╭─ PROVIDED RECORDS

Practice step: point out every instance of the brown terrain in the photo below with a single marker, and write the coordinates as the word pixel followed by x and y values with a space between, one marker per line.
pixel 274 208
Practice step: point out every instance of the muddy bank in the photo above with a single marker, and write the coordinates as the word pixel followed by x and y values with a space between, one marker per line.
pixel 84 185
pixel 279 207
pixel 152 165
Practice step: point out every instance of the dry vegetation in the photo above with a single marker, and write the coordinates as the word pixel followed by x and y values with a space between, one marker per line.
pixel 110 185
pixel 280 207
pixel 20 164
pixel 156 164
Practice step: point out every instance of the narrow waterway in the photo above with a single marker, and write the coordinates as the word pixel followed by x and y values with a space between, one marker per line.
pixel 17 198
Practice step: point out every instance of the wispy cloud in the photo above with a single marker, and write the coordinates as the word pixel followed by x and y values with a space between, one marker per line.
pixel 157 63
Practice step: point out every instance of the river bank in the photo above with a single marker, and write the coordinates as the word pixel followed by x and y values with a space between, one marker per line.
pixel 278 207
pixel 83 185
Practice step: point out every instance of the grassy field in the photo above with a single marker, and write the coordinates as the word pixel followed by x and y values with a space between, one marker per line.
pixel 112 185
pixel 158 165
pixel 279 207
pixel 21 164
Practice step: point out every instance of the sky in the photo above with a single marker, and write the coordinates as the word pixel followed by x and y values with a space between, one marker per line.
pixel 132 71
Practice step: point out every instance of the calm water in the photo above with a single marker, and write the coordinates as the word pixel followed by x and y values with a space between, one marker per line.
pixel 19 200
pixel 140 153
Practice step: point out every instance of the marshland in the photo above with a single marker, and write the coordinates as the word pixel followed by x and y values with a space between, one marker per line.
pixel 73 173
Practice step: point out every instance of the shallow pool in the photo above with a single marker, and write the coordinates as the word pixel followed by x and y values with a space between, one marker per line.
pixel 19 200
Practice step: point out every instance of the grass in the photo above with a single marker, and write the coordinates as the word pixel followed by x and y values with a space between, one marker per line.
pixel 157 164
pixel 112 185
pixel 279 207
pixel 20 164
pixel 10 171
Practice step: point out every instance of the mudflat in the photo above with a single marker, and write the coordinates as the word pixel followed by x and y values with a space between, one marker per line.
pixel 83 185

╰─

### WHAT YOU NEED TO DO
All that the answer may hold is the lines from the one with "Practice step: point out every instance of the sky" through the end of the data, set down exactly as they appear.

### ANSWER FOR THE TASK
Practice step: point out every instance of the sky in the photo above with a single marker, and write the coordinates as the word pixel followed by x and y values with a space between, one marker per line.
pixel 132 71
Practice step: point out every instance of the calm water in the photo above with a single marker, and write the coordinates as the word pixel followed by x and y values with a space between, one marker per line.
pixel 19 200
pixel 140 153
Practice step: point out every instance of the marshland in the photo above with a single marker, and write the coordinates as the word pixel followed by x and y values with a space between, one marker per line.
pixel 73 173
Practice step: point out every instance of the shallow pool in the photo above with a single marker, and write the coordinates as the word pixel followed by x and y values with a space between, one marker per line.
pixel 19 200
Practice step: point out every instance of the grass in the photo above with a single marker, and write the coordinates as the word pixel followed by x and y values with a space between, one marker per line.
pixel 157 164
pixel 112 185
pixel 279 207
pixel 20 164
pixel 10 171
Practice step: point out every instance of the mudflat in the photo above with a single marker, and write the coordinates as the word pixel followed by x and y values with a space between, one marker per line.
pixel 83 185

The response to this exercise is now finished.